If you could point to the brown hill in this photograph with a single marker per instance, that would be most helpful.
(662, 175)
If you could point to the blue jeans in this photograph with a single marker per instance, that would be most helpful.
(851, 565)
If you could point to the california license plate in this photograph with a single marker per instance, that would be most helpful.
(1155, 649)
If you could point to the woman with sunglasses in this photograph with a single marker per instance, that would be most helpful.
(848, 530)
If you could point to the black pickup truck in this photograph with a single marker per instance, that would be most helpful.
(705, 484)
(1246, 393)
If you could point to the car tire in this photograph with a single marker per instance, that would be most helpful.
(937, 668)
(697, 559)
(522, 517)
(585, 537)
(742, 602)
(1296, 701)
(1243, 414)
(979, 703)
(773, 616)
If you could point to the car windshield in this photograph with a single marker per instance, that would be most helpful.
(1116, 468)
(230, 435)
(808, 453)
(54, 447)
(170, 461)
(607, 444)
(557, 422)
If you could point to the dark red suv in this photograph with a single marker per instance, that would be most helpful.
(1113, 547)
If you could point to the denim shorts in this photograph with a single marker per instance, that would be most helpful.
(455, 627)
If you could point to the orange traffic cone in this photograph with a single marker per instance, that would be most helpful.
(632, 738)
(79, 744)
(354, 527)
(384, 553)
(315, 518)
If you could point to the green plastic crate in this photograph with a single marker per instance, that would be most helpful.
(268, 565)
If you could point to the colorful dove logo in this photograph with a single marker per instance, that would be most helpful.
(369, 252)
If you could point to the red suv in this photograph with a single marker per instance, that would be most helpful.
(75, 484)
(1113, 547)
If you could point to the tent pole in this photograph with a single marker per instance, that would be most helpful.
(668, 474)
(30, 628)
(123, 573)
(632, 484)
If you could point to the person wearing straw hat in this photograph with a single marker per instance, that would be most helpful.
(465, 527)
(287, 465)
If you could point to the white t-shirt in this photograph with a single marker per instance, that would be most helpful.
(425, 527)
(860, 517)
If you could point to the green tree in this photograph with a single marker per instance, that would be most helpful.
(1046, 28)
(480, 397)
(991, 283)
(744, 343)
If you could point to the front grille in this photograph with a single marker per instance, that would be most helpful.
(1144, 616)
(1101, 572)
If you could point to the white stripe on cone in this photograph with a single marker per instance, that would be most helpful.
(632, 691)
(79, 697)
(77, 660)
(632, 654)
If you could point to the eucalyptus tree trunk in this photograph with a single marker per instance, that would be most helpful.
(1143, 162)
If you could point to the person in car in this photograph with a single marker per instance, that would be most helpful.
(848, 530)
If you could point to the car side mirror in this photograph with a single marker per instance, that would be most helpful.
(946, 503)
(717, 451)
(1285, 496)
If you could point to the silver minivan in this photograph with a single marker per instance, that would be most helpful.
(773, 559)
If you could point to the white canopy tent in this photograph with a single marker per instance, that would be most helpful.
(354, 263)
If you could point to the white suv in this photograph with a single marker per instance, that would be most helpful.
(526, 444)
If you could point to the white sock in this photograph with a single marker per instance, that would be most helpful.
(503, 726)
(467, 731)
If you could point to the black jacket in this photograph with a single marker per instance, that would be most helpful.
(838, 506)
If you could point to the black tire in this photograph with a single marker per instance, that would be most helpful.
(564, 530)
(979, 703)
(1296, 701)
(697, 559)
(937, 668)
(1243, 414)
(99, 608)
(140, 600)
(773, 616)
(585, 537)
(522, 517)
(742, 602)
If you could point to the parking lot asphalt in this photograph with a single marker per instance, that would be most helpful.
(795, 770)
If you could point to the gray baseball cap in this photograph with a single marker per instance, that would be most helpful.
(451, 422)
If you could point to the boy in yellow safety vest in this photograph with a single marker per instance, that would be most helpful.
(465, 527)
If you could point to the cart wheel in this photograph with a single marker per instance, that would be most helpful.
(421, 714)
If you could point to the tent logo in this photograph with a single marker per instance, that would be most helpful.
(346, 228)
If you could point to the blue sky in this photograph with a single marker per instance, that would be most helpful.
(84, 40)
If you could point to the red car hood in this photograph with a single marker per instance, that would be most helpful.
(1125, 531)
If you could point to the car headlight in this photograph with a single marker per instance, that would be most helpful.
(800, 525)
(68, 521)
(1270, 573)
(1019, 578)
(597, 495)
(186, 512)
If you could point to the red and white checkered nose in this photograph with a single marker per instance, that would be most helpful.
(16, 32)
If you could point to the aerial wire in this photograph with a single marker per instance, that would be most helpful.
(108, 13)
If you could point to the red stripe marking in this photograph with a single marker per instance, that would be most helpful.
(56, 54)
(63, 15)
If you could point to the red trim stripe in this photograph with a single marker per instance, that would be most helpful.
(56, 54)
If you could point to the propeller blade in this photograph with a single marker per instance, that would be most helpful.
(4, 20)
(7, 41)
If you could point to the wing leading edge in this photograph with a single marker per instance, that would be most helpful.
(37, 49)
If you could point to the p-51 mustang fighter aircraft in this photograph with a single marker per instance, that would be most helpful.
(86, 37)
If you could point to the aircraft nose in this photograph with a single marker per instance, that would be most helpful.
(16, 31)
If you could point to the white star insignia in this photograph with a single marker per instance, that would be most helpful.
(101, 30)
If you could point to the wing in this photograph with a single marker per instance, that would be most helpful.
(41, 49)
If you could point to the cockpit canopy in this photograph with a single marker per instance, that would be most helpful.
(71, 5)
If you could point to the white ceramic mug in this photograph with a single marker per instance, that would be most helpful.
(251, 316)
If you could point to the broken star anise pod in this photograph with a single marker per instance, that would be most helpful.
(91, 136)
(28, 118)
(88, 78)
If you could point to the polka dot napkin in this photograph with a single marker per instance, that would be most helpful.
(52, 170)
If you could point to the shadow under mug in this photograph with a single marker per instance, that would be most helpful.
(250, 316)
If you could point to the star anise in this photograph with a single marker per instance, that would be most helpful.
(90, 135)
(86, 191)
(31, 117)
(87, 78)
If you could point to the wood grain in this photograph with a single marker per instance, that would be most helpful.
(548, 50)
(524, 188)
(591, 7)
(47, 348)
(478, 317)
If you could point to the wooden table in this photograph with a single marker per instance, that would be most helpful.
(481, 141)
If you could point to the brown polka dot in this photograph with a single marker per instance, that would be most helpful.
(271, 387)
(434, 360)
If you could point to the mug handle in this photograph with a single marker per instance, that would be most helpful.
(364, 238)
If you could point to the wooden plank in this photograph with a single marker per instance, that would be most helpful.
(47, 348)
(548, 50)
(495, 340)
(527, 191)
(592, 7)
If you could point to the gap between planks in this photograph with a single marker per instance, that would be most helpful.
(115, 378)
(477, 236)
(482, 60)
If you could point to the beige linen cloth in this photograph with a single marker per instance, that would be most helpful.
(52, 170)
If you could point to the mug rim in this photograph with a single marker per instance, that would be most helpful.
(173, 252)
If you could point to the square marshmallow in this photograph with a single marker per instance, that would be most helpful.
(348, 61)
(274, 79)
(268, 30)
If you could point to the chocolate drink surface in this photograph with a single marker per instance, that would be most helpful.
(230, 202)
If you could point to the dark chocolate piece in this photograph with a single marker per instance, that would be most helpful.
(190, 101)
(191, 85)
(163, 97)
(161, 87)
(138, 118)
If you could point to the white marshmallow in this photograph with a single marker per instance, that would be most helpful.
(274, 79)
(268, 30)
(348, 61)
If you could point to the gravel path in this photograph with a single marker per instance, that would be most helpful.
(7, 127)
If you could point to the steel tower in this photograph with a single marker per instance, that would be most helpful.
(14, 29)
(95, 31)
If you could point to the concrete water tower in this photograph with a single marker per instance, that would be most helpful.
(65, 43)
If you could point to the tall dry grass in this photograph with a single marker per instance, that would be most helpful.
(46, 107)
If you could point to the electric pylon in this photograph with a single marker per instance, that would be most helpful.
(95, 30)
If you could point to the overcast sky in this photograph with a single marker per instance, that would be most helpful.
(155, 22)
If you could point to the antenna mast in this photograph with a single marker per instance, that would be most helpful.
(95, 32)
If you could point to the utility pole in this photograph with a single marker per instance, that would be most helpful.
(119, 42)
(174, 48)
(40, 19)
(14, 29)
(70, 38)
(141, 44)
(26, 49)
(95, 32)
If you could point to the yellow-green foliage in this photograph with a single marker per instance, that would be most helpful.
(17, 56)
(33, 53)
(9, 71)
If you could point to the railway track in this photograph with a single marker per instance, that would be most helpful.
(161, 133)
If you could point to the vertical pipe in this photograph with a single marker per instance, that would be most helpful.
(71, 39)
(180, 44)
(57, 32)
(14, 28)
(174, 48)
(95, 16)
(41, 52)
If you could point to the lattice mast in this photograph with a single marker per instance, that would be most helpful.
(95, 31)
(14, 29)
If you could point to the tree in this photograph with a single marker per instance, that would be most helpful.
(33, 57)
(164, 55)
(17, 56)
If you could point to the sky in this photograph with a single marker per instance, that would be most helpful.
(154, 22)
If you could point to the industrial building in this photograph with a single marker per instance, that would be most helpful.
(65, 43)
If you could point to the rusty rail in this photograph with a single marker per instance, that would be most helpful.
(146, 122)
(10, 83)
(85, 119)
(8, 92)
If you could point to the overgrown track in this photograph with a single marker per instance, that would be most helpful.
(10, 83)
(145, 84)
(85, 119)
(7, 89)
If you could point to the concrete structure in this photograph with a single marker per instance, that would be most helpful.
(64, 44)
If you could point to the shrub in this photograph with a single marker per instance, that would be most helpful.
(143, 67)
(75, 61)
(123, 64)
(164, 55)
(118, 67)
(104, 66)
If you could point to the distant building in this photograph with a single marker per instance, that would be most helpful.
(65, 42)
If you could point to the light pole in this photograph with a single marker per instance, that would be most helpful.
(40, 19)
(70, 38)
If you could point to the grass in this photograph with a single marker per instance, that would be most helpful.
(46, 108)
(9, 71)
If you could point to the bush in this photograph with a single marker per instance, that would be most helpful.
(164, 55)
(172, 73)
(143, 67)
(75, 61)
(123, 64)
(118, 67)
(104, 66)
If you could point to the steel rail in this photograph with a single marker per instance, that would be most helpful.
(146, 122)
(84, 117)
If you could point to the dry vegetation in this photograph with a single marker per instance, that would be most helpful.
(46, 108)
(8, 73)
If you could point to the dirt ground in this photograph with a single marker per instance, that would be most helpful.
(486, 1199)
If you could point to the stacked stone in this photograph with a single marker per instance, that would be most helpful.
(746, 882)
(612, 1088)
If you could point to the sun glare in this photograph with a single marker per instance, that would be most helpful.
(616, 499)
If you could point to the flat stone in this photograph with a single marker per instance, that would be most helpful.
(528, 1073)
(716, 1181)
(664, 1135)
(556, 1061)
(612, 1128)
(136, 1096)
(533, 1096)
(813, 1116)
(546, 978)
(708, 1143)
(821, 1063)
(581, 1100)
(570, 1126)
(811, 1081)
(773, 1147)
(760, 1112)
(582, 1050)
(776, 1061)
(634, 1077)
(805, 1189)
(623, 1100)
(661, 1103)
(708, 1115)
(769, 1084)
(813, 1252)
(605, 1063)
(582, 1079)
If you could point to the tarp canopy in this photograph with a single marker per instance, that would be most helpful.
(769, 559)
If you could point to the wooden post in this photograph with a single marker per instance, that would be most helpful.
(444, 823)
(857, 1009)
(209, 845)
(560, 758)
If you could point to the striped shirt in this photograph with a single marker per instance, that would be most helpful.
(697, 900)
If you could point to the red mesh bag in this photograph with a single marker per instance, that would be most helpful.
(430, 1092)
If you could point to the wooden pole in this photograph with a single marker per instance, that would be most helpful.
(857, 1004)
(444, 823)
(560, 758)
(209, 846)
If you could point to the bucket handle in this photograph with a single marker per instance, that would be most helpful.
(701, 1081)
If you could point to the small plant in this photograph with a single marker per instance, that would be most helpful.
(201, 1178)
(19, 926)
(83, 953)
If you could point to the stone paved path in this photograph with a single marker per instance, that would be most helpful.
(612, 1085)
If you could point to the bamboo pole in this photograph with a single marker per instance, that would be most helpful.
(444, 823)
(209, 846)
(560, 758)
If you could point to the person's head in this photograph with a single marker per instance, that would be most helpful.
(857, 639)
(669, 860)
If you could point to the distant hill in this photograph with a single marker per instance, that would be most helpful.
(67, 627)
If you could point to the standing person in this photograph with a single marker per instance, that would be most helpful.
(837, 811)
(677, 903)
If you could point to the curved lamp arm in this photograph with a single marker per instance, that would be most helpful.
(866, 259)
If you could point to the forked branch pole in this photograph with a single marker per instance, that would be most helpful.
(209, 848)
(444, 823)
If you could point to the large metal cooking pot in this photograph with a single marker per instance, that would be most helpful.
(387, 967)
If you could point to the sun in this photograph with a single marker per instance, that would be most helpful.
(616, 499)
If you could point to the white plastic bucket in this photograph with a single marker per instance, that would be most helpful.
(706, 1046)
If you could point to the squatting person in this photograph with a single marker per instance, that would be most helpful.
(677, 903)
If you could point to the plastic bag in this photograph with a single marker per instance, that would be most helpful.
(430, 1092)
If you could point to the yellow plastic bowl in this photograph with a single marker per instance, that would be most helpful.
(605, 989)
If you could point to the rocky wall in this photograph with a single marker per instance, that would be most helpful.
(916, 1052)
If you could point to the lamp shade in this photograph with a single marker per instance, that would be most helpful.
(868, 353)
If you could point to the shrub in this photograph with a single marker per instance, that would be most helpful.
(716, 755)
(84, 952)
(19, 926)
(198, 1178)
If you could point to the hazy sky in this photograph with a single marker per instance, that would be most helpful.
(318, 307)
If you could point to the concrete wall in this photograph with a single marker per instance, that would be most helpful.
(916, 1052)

┄┄┄┄┄┄┄┄┄┄

REQUIRED WORK |
Nothing but the lines from the line with "If you could point to the plastic" to the last line of the listing above should appear; please retype them exactly, both ends included.

RESULT OF THIS TASK |
If you could point to the plastic bag in this photograph with a single marker per instance, that would be most helpful.
(430, 1092)
If you could point to the yellow plastic bowl in this photograph with a single marker per instance, that would be most helpful.
(605, 989)
If you could point to the rocky wall in this photograph with a single marker per instance, that would be most helpful.
(916, 1052)
If you could point to the lamp shade in this photograph with a single marker per instance, that would be most helpful.
(868, 353)
If you could point to the shrub in this photograph with a single marker per instance, that would be most helpful.
(716, 755)
(84, 952)
(19, 926)
(198, 1178)
If you could point to the hazy sky in this photograph with a single marker per instance, that would be most helpful.
(318, 307)
If you could point to the concrete wall in this photograph with a single marker per instance, that would be most helpful.
(916, 1052)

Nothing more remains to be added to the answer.